### Work to do:
Copy word for word the stretch of the items from the line containing "Where can the parrot kite's green" through the final line of the items.

┏━━

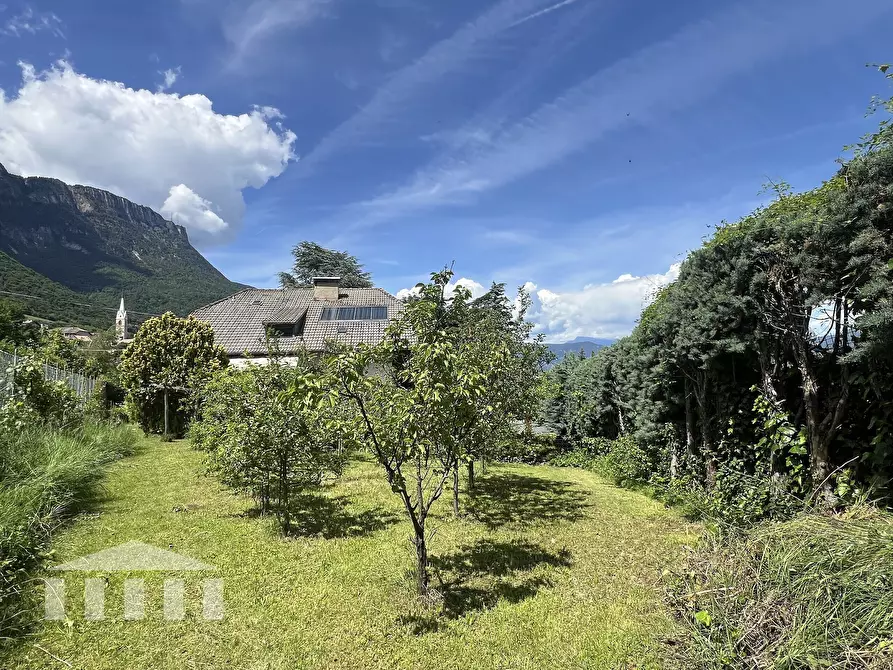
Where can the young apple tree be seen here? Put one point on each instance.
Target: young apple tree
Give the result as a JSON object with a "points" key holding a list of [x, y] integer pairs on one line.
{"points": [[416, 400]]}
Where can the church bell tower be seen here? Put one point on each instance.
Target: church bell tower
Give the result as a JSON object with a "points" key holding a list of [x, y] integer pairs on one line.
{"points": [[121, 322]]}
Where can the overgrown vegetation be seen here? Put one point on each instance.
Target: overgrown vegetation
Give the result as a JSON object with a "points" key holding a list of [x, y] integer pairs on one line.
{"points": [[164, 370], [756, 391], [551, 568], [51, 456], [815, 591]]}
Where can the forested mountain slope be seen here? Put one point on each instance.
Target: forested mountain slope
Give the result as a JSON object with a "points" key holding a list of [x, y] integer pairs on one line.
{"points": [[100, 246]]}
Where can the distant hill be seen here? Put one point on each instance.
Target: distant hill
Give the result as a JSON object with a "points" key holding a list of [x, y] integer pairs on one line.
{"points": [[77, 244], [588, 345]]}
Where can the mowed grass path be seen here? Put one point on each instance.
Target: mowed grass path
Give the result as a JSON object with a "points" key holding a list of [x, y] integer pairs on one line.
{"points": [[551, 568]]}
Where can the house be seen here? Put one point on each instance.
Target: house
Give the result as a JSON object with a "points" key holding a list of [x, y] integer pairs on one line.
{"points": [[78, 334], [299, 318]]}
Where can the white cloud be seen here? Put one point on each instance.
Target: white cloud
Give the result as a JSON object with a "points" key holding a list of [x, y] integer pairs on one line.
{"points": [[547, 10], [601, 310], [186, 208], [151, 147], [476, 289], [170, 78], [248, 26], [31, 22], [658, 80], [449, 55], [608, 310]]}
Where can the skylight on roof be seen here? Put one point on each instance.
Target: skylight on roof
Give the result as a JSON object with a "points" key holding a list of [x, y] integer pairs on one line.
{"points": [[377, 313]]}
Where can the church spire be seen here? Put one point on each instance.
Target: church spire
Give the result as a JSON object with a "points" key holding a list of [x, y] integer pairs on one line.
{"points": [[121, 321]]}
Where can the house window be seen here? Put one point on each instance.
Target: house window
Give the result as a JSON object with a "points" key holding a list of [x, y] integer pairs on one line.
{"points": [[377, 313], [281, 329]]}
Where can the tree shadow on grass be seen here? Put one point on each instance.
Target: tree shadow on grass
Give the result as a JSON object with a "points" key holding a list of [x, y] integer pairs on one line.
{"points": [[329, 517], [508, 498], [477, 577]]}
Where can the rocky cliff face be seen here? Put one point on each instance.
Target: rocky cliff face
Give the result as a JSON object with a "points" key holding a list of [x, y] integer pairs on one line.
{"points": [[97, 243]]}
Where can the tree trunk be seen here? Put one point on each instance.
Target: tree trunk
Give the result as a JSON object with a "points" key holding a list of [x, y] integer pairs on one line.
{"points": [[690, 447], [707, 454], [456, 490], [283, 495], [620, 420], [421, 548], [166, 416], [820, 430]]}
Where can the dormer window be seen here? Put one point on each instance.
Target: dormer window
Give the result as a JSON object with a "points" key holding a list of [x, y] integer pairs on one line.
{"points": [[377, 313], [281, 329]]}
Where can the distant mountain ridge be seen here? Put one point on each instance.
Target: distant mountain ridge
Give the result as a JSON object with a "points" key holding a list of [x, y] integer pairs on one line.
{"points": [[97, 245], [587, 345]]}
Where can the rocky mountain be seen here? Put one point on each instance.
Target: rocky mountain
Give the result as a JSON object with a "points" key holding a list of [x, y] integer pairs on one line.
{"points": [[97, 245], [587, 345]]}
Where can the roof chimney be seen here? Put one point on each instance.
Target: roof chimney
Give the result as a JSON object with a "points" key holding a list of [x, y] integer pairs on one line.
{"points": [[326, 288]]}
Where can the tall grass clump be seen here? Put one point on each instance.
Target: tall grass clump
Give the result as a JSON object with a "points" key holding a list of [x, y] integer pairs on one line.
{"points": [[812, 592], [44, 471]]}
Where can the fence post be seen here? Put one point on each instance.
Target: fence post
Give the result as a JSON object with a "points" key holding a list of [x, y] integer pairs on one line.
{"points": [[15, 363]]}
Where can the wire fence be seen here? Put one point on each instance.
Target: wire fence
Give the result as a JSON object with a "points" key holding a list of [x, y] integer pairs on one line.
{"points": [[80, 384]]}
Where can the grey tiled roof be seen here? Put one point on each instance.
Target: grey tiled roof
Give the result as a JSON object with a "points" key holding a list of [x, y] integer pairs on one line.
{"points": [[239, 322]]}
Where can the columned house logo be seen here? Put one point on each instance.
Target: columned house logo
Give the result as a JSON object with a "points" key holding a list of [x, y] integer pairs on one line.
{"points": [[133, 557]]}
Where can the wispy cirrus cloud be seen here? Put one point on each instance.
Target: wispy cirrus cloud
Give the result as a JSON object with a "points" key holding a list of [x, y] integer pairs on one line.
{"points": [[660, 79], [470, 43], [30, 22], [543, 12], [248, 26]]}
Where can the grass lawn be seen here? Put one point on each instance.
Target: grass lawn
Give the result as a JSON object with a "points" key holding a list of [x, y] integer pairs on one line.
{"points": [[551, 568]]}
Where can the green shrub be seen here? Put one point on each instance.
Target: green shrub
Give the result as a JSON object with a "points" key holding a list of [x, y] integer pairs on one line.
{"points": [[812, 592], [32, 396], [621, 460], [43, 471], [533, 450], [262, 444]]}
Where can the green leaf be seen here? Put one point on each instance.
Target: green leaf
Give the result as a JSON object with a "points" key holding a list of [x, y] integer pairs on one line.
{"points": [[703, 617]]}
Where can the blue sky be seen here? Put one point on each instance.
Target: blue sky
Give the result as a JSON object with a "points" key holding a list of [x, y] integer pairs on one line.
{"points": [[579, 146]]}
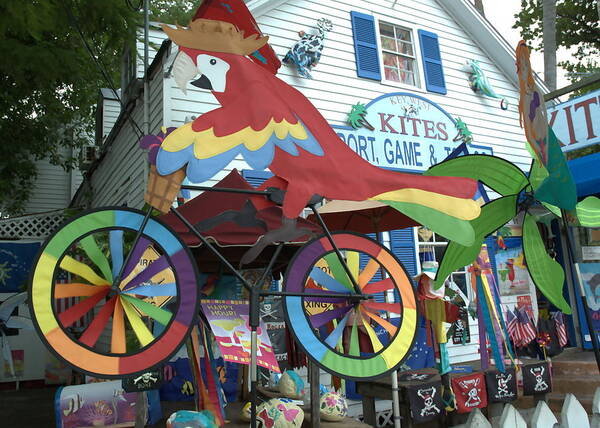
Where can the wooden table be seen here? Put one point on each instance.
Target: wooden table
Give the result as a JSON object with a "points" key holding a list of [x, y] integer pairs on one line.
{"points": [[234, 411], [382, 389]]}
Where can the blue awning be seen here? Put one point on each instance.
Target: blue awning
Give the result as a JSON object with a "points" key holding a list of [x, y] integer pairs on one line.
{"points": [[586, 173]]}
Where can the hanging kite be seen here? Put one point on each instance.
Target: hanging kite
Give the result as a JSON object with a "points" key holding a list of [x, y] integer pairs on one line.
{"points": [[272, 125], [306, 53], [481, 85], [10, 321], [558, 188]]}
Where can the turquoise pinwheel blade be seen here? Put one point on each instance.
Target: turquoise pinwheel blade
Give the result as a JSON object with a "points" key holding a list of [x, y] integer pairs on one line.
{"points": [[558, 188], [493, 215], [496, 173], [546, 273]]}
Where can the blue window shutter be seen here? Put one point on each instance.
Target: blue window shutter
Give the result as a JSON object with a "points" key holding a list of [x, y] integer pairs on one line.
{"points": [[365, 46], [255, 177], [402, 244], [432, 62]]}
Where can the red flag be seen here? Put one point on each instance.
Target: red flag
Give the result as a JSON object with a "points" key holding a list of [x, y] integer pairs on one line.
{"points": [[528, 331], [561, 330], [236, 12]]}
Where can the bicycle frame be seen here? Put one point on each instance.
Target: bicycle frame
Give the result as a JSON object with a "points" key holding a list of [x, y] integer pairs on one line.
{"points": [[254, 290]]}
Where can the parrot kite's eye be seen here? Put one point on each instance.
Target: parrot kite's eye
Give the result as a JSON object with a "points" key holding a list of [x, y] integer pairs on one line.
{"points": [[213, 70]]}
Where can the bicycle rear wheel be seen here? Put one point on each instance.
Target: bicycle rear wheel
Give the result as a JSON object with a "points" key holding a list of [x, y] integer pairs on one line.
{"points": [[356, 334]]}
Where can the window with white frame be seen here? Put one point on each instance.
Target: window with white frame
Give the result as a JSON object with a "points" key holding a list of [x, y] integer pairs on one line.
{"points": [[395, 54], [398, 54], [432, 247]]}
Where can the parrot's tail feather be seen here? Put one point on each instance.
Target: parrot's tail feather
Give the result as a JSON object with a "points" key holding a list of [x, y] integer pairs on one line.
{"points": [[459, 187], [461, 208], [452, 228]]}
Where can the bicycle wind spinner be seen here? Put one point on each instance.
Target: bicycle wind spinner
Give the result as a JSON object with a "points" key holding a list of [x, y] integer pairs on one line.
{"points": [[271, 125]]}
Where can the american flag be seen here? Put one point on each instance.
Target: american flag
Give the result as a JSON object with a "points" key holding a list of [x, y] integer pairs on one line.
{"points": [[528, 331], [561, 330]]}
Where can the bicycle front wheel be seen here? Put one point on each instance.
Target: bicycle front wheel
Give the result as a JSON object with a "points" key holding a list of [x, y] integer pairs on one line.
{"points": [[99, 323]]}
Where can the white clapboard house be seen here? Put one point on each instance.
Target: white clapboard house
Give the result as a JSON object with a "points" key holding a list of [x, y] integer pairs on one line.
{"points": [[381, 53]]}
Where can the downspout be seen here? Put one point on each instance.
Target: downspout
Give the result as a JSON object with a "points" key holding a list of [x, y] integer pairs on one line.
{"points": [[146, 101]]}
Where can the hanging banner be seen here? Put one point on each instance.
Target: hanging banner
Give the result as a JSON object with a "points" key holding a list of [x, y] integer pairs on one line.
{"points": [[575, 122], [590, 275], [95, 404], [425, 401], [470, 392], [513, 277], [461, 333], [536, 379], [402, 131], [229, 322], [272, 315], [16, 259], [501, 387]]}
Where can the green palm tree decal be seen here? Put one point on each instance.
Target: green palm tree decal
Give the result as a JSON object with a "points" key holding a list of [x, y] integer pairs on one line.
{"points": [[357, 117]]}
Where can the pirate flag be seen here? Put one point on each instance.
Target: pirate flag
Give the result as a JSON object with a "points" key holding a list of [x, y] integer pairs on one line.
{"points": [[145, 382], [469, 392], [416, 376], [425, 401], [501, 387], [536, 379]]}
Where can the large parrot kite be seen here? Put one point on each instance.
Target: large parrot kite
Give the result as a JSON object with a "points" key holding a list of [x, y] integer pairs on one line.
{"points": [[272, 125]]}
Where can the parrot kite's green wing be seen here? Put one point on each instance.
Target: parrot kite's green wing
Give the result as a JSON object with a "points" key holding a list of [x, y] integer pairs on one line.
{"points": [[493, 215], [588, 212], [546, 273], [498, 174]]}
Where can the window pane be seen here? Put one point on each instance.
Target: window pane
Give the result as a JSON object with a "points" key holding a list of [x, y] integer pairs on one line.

┗━━

### The response:
Where can the parrot kite's green wing be seen here? Put one point on each instance.
Target: parrot kite's green wing
Give the result as a JSON object with a "points" key holding a list of [x, y] integer pairs on one line.
{"points": [[493, 215], [588, 212], [546, 273], [498, 174]]}
Where can the window pane be seen here? Put one point on each instance.
Target: window pane
Give the result as a JSON object with a "points" key holding a list of [x, y] integer pairs on one line.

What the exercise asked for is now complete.